**GIVEN EXERCISE:** Lay out every line of the entries below as a numbered list, omitting blank lines. Leave the pictures out.

**DATA LINES:**

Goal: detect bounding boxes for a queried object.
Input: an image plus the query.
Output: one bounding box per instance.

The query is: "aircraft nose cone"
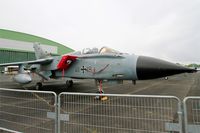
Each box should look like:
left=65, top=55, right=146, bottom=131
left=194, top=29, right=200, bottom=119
left=136, top=56, right=196, bottom=80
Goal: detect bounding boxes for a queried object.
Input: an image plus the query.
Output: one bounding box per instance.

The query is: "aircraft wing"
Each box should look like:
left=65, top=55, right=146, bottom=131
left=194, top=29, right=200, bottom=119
left=0, top=58, right=53, bottom=66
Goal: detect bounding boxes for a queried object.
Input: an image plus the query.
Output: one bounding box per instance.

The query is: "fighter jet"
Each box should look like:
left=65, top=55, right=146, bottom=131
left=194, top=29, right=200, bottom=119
left=0, top=44, right=196, bottom=92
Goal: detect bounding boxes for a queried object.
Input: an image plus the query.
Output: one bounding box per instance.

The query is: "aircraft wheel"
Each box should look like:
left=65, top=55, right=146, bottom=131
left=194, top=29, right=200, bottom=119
left=35, top=82, right=42, bottom=90
left=66, top=80, right=73, bottom=88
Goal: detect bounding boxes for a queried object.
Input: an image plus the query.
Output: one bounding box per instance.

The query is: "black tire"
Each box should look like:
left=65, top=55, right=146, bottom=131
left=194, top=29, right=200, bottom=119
left=35, top=82, right=42, bottom=90
left=66, top=80, right=73, bottom=88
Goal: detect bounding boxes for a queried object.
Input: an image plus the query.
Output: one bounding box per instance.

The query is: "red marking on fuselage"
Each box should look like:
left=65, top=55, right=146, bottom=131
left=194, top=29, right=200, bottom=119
left=57, top=55, right=78, bottom=70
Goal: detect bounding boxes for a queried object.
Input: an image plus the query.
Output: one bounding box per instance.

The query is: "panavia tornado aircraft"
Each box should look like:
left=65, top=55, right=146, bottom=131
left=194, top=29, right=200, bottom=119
left=0, top=44, right=196, bottom=91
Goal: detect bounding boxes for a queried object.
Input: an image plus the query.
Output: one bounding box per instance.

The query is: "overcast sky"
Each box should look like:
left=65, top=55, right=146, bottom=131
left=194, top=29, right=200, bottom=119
left=0, top=0, right=200, bottom=63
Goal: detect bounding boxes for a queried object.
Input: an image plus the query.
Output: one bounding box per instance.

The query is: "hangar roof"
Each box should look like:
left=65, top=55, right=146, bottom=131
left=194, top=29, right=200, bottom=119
left=0, top=29, right=74, bottom=55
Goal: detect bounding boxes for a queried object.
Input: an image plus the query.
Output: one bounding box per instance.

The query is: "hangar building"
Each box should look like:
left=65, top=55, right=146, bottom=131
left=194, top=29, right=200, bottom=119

**THE RESULT:**
1. Goal: detect bounding boxes for a queried object.
2. Input: an image plus the query.
3. Output: one bounding box per instance.
4. The query is: "aircraft nose cone"
5. Each box should look like:
6. left=65, top=55, right=146, bottom=131
7. left=194, top=29, right=200, bottom=119
8. left=136, top=56, right=196, bottom=80
9. Goal: detect bounding boxes for a queried object.
10. Input: an image plus the query.
11. Output: one bounding box per instance.
12. The query is: "aircraft wing"
13. Each box should look like:
14. left=65, top=55, right=146, bottom=131
15. left=194, top=29, right=200, bottom=119
16. left=0, top=58, right=53, bottom=66
17. Goal: detect bounding boxes for a queried object.
18. Input: an image plus the query.
19. Output: one bounding box per instance.
20. The query is: "fighter jet"
21. Each box should look like:
22. left=65, top=55, right=146, bottom=131
23. left=194, top=29, right=200, bottom=119
24. left=0, top=44, right=196, bottom=92
25. Goal: detect bounding boxes for a queried object.
26. Input: an image plus the query.
27. Output: one bounding box per instance.
28. The query is: "aircraft wheel"
29. Each box should look like:
30. left=65, top=55, right=146, bottom=131
31. left=194, top=29, right=200, bottom=119
32. left=35, top=82, right=42, bottom=90
33. left=66, top=80, right=73, bottom=88
34. Goal: detect bounding boxes for a queried object.
35. Input: an image plus the query.
36. Output: one bounding box per instance.
37. The query is: "black tire"
38. Each box should look like:
39. left=65, top=55, right=146, bottom=131
40. left=194, top=29, right=200, bottom=119
41. left=35, top=82, right=42, bottom=90
42. left=66, top=80, right=73, bottom=88
43. Goal: detect bounding boxes for a queried object.
44. Input: an image plus the query.
45. Output: one bounding box per instance.
46. The query is: "red marking on fuselage"
47. Each box should look like:
48. left=65, top=55, right=146, bottom=131
49. left=194, top=29, right=200, bottom=119
50. left=57, top=55, right=78, bottom=70
51. Goal: detect bounding boxes for a queried object.
52. Input: an image plus the query.
53. Output: one bounding box per instance.
54. The query is: "panavia tornado aircraft"
55. Each box should look like:
56. left=65, top=55, right=146, bottom=131
57. left=194, top=29, right=200, bottom=119
58. left=0, top=44, right=196, bottom=91
59. Goal: detect bounding boxes for a queried object.
60. Input: an image plus the query.
61. Output: one bounding box per instance.
62. The query is: "overcast sky"
63. Each box should look like:
64. left=65, top=55, right=146, bottom=131
65. left=194, top=29, right=200, bottom=119
66. left=0, top=0, right=200, bottom=63
67. Goal: detect bounding boxes for a queried object.
68. Input: an image plus the query.
69. Output: one bounding box per instance.
70. The query is: "hangar roof"
71. Each box should look like:
72. left=65, top=55, right=146, bottom=131
73. left=194, top=29, right=200, bottom=119
74. left=0, top=29, right=74, bottom=55
75. Goal: detect bounding boxes for a queried object.
76. Input: an image plus the query.
77. Output: one bounding box per instance.
78. The query is: "hangar building"
79. Each box should look like:
80. left=65, top=55, right=146, bottom=131
81. left=194, top=29, right=200, bottom=119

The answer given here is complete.